• What you need to do:
The records below are to be reproduced exactly, with every picture left out.

• Given data:
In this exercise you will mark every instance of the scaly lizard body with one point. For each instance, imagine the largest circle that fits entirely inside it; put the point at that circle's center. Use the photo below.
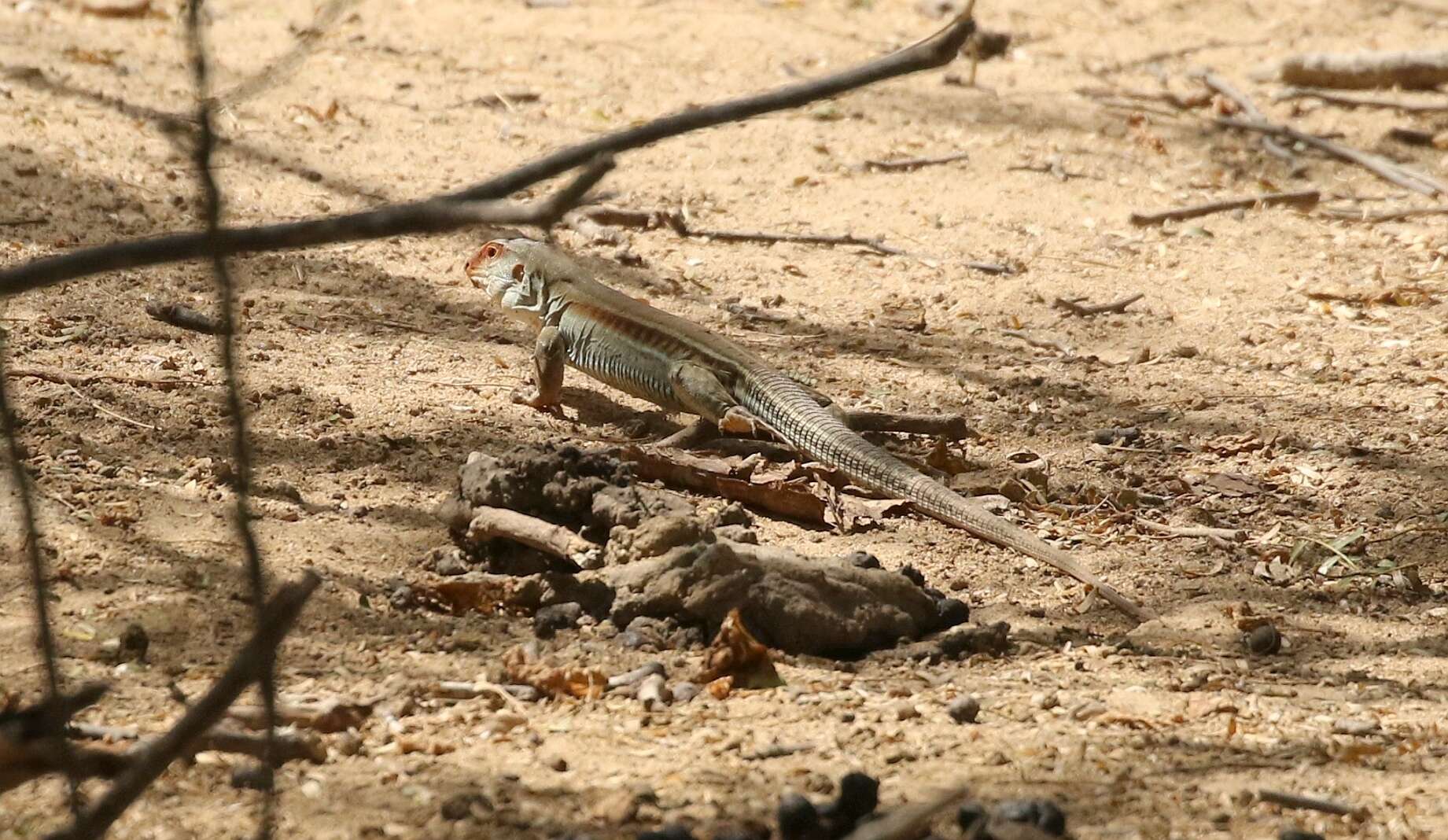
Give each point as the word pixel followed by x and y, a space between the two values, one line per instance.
pixel 681 367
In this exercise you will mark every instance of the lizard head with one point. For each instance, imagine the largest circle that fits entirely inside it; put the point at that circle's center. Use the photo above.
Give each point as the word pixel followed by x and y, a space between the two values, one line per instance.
pixel 503 268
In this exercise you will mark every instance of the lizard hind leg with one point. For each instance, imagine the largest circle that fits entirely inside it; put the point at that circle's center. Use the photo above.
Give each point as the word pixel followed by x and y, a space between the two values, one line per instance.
pixel 701 392
pixel 549 361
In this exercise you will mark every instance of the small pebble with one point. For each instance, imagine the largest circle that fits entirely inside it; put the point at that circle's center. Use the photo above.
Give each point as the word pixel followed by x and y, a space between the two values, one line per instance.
pixel 798 817
pixel 252 778
pixel 1265 640
pixel 965 710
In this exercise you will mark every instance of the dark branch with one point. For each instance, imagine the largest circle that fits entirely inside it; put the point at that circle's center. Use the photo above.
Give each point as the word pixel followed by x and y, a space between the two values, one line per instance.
pixel 246 666
pixel 39 587
pixel 437 215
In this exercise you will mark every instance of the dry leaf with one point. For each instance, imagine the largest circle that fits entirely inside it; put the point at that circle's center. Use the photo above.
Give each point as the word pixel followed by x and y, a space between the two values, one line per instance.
pixel 581 683
pixel 737 655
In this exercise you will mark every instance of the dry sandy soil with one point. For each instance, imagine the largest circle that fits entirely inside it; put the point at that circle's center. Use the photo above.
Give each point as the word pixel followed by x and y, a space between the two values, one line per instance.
pixel 1276 383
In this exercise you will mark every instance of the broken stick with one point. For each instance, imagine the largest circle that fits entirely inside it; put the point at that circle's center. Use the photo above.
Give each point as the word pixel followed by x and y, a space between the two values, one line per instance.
pixel 1303 199
pixel 1377 164
pixel 1093 309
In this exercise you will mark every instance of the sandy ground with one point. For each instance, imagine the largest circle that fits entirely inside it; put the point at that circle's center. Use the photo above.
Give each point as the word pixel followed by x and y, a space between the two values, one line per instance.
pixel 1260 404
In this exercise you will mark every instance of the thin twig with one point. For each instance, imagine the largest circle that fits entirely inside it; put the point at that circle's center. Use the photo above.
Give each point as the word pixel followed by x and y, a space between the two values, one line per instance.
pixel 1377 164
pixel 1351 100
pixel 440 213
pixel 432 216
pixel 1302 199
pixel 290 61
pixel 1093 309
pixel 907 164
pixel 1386 216
pixel 1250 109
pixel 39 587
pixel 241 447
pixel 246 666
pixel 1308 803
pixel 182 316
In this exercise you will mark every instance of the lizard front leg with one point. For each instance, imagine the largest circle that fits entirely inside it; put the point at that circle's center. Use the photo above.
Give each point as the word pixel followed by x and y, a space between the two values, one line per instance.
pixel 549 361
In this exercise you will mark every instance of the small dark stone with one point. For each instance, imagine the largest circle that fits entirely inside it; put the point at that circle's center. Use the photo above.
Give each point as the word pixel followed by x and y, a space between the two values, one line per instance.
pixel 1019 812
pixel 963 710
pixel 252 778
pixel 952 611
pixel 464 805
pixel 862 561
pixel 1052 819
pixel 549 621
pixel 1265 640
pixel 859 795
pixel 669 833
pixel 134 643
pixel 798 817
pixel 969 814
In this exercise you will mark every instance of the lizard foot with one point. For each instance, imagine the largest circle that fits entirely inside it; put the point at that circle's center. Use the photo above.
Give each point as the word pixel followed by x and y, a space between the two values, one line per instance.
pixel 740 422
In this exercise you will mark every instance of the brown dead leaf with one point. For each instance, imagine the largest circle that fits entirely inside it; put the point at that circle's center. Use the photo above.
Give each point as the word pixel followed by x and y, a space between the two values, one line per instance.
pixel 737 655
pixel 462 597
pixel 581 683
pixel 1232 484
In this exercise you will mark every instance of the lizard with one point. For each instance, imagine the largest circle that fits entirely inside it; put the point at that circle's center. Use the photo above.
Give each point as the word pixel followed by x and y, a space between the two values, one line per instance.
pixel 683 367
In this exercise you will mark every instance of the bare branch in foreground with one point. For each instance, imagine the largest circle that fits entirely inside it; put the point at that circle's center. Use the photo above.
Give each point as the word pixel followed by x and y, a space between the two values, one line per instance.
pixel 432 216
pixel 442 213
pixel 241 447
pixel 1302 199
pixel 35 559
pixel 246 666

• Answer to this task:
In this exercise you will mark every instance of the scaly lizard body with one point. For each instance, imagine the largest circle that fits entirely inside it; put the point at that circle's center. Use the photo below.
Give each point as the word pixel followed by x and y, a space between the two values, one line per instance.
pixel 681 367
In this exercise you will mark every instance of the lizard head with one point. For each instance, imagine the largest circle that fits entirely inside it; put the point at that circle's center. Use the photo above.
Give each point as the word pixel followed by x and y, a space between the two values, one line per instance.
pixel 503 268
In this exercise you will mark every instance of the lizard hind leg with one point. For each instance, imagine the largest circle that fits entirely inside it; put the point at that circle's center. Use the photo above.
Give each point as the word pixel followed by x and y, a space between the two values, one line per instance.
pixel 701 392
pixel 549 361
In this exercise you will mark every instance of the small pebble with one point. For each instance, imagine the largest circle that fits entirely inside it; put the point at that circle's center. Use the photo above.
Give each point as the word pixel followed by x and y, a space between the two values, one line per instance.
pixel 798 817
pixel 252 778
pixel 1265 640
pixel 965 710
In this exercise you will mark every instance of the dark branch with one point. For each instance, imagine the largest circle that fits entirely inside it; put the point at that circle's center. Use the photo above.
Give each point as the word pixel followed by x and y, a space between the two values, one line per instance.
pixel 246 666
pixel 39 587
pixel 437 215
In this exercise you will mark every instance of the dry leaf with one point. For each instance, imagine the largest circle that fits entirely inside it; put the point at that circle's center. Use the photo above.
Give each point as the word pixel followed by x and y, a space between the two values, one line per instance.
pixel 581 683
pixel 737 655
In this exercise you will mark every instance of the dry sandy soil with one point. For each instance, imagine the largest circle that fits entirely inside it; put the point at that circle's center. Use the photo above.
Give each point as the word pixel followed by x and y, a space between the two values, one line per instance.
pixel 1276 383
In this exercise you will mark every instance of the broken stick with one point. For each instance, imagine the largest circle that fits entirely inside it; put the point at that circle's center. Use the photo above.
Give each point as the word pixel followed by x and y, a space between the two values, one line per instance.
pixel 1303 199
pixel 1377 164
pixel 1093 309
In this exercise you will mark every instance of the sandy ground with one point. For each instance, imagine the largest circle that fits entirely inside it; put the point at that circle's center. Use the photo above.
Give each point as the word pixel followed by x and y, a space between the two values, one line per instance.
pixel 1260 404
In this exercise you will mark every instance of the thin twig with one point. For each instance, imagine the largest circle that fits entirely inside it; put the point at that circle's center. Use the photo above.
Give each point as the word pixel followed by x and y, a space between the two values, one line per instance.
pixel 1377 164
pixel 1351 100
pixel 440 213
pixel 432 216
pixel 1302 199
pixel 290 61
pixel 1093 309
pixel 907 164
pixel 1386 216
pixel 1250 109
pixel 39 587
pixel 241 447
pixel 246 666
pixel 1308 803
pixel 182 316
In this exercise you will mark every instance of the lizard front leg with one point. For each instance, imagine the largest circle that fits entirely inside it; put the point at that circle's center. Use the photo above.
Give each point as the word pixel followed by x and y, a space between the two values, one line per instance.
pixel 549 361
In this exercise you will mark every instance of the small dark stone with one point. For each instance, imagine the largest circle that fits entirely inside it; put the point at that circle's center. Use the photo above.
Give each point as the word pixel followed by x and y, a space between the two values, one line per instance.
pixel 1019 812
pixel 963 710
pixel 252 778
pixel 952 611
pixel 464 805
pixel 862 561
pixel 1052 819
pixel 549 621
pixel 1265 640
pixel 859 795
pixel 669 833
pixel 134 643
pixel 798 817
pixel 969 814
In this exercise you will mark every instance of the lizard foot with one point. For each instance, imagine the largest circle that fits entirely inside it; put the point at that circle's center. Use the photo above.
Give each point as the word pixel followed by x and y, a space between the two values, one line per instance.
pixel 740 422
In this exercise you will mark every instance of the brown dead leaf with one point. For each instance, imagine the largest circle that fits entirely inside it; put the point at that circle's center. Use the photo above.
Give each point as the word pixel followed by x and y, a space between the two values, one line per instance.
pixel 737 655
pixel 462 597
pixel 581 683
pixel 1232 484
In this exercise you will mark every instance of the lizard with one point. For each instance, imagine the largest circle that fits entirely inside it; put the point at that circle's center. Use the photo above.
Give each point as the word pixel followed by x and y, a space between the two values, one line per instance.
pixel 683 367
In this exercise you will mark every instance of the bare branch in foreground with one point. For each instance, imagine the largest circle that fits entirely inside it; put the point at that circle's center. Use the photo above.
Give each point as the word pixel followed by x and y, a space between the two values, one line per instance.
pixel 432 216
pixel 442 213
pixel 241 447
pixel 1302 199
pixel 35 559
pixel 246 666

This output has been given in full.